[What you will do]
From the first line of the records below through the line containing "positive clicks: (2141, 599)", copy everything exactly and nothing more.

□ □ □ □ □ □ □

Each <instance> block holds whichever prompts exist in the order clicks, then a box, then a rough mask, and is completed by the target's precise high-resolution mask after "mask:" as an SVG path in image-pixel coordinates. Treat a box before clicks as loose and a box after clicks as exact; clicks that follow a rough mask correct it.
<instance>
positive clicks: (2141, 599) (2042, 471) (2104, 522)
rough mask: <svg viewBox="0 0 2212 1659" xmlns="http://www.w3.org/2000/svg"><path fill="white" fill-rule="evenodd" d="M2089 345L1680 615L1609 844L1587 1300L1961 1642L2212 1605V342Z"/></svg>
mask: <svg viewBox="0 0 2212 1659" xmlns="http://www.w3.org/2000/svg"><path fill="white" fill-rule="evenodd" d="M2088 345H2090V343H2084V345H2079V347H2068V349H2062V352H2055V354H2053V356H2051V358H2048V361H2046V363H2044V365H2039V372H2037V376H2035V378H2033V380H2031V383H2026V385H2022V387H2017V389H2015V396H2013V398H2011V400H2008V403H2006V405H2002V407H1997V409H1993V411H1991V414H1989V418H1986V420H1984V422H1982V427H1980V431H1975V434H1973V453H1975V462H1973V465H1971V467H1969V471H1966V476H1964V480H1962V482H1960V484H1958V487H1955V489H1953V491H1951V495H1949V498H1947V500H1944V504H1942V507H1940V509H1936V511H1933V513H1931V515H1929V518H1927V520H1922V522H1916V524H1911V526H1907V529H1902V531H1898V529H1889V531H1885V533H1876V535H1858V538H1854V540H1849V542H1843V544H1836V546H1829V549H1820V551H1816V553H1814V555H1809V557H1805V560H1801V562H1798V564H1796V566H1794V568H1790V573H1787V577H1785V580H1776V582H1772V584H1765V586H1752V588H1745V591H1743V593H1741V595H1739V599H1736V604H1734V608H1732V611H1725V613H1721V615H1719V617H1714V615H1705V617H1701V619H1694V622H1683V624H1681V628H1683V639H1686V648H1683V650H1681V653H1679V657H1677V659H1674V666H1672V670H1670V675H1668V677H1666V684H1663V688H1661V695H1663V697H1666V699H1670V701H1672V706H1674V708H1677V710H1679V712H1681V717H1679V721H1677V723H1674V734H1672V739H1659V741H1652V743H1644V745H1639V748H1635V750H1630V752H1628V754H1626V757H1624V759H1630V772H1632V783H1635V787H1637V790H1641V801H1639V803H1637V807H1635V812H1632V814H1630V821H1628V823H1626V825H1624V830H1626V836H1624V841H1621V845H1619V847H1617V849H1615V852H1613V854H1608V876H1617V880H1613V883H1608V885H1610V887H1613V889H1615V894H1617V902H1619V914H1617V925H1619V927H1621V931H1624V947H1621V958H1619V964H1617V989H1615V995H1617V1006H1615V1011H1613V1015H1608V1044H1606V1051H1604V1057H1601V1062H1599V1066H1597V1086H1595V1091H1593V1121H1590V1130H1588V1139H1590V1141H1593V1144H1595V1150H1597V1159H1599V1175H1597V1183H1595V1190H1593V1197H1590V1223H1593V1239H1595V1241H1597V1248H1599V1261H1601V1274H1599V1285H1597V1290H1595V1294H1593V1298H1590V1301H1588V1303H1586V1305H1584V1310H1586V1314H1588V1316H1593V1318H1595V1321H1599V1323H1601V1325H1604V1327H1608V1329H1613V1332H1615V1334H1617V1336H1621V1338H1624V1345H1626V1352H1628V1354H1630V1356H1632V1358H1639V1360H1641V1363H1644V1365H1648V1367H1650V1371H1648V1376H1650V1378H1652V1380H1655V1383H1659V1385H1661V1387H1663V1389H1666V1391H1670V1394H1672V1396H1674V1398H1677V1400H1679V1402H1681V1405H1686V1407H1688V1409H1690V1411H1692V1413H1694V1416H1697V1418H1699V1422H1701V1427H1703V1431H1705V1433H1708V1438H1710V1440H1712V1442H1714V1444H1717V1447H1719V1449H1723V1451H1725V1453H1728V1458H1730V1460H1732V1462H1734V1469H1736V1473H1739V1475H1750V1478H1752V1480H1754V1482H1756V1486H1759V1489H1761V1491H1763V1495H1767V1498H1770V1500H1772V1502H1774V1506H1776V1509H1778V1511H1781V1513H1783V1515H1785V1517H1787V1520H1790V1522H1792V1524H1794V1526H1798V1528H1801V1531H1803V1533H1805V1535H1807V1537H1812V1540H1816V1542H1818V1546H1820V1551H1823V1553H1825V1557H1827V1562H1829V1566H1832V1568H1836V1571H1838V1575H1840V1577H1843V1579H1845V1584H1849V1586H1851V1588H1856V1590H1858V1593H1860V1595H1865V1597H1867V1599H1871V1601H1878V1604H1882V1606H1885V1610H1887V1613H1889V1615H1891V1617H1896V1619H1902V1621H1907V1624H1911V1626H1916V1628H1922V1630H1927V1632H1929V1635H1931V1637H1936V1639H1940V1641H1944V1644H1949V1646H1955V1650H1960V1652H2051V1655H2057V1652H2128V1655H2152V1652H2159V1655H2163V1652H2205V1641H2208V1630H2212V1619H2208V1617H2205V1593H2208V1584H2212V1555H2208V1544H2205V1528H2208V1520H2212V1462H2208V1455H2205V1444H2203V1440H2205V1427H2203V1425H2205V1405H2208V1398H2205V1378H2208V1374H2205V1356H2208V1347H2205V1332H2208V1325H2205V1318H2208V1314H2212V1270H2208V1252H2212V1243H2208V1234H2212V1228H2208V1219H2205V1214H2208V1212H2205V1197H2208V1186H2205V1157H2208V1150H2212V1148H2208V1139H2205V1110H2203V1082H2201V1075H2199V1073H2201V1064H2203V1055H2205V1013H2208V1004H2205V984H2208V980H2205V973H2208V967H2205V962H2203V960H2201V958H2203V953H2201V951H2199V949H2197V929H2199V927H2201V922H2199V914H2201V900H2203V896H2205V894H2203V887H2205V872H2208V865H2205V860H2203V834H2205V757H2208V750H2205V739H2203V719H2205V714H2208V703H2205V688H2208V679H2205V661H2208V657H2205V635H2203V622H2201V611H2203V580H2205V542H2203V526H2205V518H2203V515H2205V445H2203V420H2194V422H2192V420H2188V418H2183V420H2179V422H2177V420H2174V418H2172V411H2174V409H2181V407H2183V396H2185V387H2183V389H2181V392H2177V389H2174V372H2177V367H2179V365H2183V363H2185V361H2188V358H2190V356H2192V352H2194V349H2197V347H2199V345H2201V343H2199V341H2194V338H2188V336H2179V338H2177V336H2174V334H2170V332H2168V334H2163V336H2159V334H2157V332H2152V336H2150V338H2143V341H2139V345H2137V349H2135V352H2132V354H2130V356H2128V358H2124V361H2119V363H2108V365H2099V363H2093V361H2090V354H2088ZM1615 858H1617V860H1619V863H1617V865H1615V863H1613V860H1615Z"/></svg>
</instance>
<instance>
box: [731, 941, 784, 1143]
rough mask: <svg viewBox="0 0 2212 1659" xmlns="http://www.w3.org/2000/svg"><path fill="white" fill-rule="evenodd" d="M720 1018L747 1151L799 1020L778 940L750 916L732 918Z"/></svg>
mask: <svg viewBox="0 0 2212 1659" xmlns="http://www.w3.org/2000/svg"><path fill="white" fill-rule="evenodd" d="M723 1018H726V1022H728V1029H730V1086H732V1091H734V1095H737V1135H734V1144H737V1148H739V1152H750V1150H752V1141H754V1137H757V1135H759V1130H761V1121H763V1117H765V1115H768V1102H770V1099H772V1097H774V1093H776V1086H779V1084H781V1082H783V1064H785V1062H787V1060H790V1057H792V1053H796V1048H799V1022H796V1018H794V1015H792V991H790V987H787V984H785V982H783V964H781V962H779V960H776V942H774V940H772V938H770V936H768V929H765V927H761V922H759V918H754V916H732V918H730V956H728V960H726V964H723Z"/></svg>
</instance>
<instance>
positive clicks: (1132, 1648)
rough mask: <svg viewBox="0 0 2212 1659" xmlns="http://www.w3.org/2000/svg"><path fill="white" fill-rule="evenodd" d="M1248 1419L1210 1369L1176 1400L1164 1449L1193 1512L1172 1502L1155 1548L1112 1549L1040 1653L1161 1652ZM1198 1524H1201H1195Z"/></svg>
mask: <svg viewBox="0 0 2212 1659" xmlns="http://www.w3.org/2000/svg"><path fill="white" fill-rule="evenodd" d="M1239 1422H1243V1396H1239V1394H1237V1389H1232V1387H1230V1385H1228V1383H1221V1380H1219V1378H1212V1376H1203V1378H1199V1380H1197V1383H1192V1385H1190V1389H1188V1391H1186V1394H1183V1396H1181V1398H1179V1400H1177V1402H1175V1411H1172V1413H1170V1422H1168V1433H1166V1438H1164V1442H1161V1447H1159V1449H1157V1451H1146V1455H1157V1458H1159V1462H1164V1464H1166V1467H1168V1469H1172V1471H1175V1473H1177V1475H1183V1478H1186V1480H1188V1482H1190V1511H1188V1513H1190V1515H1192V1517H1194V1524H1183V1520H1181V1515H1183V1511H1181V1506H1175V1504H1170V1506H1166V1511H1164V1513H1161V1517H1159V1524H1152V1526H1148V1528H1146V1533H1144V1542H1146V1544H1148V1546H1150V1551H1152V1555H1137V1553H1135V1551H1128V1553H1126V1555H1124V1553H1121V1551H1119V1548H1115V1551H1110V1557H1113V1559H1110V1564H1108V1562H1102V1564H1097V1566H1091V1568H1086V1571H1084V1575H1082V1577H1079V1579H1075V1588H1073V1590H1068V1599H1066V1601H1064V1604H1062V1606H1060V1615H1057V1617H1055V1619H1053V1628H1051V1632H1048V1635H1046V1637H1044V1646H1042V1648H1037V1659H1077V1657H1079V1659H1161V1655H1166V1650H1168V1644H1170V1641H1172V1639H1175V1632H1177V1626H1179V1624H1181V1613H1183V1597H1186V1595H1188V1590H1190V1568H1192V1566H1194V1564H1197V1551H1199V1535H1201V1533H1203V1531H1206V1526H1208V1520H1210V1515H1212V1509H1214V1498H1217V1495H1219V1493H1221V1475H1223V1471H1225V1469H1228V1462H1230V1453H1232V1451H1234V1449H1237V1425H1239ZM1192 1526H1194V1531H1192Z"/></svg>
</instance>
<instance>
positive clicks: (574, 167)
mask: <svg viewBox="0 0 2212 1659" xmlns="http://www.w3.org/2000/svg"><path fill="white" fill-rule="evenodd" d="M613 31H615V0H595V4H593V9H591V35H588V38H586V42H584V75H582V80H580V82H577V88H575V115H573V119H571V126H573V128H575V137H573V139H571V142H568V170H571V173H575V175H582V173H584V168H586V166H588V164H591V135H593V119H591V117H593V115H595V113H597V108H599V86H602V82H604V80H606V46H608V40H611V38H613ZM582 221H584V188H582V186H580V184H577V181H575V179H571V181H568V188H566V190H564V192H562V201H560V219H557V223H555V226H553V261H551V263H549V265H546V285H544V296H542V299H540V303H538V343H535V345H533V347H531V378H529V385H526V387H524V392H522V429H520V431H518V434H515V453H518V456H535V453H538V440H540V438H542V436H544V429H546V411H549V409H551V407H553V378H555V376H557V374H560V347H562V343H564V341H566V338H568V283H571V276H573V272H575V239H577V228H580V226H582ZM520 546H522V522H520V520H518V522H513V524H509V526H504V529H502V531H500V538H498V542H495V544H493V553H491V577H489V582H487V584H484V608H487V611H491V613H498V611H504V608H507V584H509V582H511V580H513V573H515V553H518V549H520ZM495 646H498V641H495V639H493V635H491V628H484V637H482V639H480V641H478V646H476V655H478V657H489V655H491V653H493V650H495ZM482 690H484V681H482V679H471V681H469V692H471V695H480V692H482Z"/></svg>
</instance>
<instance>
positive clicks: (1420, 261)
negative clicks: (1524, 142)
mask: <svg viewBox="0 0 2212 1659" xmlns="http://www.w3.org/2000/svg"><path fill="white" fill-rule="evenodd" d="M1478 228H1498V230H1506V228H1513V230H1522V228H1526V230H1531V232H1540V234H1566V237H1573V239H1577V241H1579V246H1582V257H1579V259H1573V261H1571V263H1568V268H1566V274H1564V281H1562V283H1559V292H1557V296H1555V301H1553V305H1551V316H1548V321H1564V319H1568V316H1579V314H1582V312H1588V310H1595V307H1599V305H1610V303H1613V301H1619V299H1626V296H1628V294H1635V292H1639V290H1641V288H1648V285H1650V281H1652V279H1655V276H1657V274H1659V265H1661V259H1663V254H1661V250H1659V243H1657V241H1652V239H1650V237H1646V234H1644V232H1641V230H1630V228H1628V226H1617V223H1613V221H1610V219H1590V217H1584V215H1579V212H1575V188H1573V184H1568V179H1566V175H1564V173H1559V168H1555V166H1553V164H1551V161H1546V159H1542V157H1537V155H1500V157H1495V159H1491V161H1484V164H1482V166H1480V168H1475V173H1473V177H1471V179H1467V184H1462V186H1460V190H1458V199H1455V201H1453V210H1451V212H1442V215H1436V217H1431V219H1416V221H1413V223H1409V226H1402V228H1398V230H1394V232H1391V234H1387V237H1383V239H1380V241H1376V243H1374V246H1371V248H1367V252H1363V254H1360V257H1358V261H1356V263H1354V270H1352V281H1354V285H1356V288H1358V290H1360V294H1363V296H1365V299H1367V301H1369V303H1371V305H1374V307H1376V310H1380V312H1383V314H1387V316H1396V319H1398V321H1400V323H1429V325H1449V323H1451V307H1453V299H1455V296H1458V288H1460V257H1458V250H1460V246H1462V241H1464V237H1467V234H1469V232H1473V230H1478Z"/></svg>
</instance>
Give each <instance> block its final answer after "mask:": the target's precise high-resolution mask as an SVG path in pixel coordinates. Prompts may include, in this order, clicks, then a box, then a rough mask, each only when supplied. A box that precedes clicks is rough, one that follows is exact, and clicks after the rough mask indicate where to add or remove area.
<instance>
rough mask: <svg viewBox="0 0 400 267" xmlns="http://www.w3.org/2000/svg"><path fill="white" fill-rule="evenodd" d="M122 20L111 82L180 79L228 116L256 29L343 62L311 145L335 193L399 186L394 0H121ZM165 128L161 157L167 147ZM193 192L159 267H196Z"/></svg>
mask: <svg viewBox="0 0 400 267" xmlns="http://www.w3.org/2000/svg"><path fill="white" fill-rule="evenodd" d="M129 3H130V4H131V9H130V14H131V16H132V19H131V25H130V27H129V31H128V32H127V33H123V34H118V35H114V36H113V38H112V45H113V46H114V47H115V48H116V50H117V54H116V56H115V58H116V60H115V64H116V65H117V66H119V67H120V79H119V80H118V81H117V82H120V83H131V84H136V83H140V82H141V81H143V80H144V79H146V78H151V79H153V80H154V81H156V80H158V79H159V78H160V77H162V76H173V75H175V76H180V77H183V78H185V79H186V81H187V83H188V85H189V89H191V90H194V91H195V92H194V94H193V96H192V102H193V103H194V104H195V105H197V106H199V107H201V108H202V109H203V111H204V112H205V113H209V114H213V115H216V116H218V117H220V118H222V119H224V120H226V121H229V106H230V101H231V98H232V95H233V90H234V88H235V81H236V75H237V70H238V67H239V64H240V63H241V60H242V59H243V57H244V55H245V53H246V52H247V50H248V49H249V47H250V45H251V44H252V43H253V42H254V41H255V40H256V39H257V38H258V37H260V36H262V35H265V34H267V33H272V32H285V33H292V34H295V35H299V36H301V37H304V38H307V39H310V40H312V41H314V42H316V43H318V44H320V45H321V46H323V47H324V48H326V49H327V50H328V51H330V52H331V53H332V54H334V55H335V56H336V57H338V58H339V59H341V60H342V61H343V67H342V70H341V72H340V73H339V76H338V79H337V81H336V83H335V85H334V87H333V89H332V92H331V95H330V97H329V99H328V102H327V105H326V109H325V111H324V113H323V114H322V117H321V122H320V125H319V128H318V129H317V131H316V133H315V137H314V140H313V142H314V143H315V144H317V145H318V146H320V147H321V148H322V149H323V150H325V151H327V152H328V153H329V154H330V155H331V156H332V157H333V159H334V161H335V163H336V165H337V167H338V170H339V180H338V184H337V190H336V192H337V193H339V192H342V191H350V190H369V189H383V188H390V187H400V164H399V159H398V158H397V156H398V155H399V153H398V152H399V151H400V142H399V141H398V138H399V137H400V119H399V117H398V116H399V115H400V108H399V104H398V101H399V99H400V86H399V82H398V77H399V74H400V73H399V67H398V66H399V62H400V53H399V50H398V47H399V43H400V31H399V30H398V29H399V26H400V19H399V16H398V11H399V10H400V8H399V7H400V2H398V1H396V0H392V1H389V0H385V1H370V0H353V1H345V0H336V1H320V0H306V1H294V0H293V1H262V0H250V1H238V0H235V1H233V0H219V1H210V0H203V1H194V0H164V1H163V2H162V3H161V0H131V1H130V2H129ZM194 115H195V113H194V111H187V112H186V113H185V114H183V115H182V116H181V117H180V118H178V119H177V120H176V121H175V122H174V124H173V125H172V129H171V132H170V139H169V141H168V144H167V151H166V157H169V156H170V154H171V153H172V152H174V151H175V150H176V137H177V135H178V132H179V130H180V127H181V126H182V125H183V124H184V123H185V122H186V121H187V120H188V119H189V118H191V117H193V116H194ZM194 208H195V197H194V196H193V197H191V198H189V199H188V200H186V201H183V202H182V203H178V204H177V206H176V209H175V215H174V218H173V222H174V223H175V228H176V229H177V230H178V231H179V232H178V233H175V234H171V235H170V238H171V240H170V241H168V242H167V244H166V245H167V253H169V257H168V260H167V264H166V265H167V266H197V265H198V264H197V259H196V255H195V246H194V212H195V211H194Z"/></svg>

□ □ □ □ □ □ □

[Exercise result]
Each <instance> block holds whichever prompts exist in the order clicks, then a box, then a rough mask, and is completed by the target's precise high-resolution mask after "mask:" as an SVG path in image-pixel coordinates. Treat a box before clicks as loose and a box after clicks as exact; clicks that follow a rough mask correct it.
<instance>
positive clicks: (2141, 599) (2042, 471) (2104, 522)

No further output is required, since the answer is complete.